■ **Dataset extract**:
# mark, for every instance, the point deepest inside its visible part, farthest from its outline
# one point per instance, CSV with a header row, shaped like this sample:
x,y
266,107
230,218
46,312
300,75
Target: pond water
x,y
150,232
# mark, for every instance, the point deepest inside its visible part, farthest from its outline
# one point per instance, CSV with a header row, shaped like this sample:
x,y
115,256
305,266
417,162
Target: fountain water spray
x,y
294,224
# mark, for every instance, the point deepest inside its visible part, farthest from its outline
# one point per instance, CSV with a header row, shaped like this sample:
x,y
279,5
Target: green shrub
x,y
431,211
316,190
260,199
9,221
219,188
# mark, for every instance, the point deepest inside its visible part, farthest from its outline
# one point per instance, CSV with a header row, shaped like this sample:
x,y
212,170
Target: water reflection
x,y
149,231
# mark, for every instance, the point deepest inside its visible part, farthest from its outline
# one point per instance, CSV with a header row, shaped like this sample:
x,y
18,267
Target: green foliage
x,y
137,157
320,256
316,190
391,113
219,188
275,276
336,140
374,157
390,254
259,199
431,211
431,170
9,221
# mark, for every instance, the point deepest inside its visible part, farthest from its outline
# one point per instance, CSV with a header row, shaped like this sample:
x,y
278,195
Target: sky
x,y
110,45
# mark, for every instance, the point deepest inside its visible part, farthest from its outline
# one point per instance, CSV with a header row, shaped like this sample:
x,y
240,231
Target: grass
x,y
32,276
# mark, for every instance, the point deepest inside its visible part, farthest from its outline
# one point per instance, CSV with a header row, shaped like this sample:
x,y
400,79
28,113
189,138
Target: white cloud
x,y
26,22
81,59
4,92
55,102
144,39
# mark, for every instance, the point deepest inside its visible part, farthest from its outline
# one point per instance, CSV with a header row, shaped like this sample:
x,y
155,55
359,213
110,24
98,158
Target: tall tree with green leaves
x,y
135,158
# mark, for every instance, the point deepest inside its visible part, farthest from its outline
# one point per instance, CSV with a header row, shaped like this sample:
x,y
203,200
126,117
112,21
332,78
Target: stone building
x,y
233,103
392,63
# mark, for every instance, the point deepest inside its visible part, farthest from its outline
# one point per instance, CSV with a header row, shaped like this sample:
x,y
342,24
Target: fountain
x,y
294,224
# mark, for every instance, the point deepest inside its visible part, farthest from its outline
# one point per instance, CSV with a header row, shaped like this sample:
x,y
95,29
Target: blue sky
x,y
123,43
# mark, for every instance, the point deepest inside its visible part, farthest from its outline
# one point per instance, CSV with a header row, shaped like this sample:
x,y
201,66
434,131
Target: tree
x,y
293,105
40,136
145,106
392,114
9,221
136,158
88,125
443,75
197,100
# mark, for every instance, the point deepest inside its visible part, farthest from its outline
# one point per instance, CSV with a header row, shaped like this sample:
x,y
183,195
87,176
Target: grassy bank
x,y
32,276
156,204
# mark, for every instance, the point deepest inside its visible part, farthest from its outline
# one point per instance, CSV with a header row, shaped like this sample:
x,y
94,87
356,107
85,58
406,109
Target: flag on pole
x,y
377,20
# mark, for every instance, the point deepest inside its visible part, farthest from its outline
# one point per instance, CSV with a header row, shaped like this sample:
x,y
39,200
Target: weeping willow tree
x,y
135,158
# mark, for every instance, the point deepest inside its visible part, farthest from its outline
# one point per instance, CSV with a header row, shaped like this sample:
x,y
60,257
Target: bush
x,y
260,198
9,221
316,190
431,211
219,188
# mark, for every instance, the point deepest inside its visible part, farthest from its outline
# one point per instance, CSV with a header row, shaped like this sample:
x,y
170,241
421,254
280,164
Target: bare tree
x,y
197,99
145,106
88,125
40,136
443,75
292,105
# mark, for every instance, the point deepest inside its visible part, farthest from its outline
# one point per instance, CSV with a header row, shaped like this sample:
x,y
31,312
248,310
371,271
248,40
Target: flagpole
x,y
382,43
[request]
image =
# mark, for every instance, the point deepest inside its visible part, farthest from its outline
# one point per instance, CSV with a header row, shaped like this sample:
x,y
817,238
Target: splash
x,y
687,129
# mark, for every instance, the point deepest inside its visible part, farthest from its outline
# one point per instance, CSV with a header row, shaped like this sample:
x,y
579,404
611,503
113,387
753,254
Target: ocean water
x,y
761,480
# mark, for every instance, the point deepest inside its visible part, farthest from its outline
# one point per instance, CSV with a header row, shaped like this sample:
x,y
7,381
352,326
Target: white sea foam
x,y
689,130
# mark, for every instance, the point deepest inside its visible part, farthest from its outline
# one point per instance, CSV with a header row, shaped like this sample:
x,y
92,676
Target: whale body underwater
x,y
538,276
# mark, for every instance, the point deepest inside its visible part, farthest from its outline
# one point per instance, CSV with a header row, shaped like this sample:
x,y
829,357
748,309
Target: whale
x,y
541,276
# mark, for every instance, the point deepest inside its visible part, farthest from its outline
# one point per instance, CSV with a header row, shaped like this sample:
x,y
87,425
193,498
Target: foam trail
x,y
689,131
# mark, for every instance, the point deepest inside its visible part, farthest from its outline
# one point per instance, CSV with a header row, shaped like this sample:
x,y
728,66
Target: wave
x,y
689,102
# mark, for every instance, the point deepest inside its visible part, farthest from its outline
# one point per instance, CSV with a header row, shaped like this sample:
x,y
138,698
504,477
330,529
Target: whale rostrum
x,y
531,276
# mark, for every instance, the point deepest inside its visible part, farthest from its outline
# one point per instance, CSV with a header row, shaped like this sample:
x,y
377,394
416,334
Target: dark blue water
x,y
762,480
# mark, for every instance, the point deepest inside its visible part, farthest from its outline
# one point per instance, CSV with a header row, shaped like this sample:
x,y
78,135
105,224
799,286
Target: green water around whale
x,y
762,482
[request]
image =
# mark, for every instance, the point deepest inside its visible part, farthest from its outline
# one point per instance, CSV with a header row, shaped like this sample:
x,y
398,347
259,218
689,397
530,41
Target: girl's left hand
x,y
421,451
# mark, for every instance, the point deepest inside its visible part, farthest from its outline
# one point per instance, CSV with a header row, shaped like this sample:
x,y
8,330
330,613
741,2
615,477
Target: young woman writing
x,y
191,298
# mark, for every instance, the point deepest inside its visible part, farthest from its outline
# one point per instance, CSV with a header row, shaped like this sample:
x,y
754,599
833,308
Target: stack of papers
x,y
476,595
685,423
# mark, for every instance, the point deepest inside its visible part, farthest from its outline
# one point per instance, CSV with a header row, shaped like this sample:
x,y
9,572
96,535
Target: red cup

■ **Short exercise**:
Filter the data above down to only the lines that contain the string "white", matching case exactly, and copy each of those lines in full.

■ **Reply**:
Target: white cloud
Target: white sea foam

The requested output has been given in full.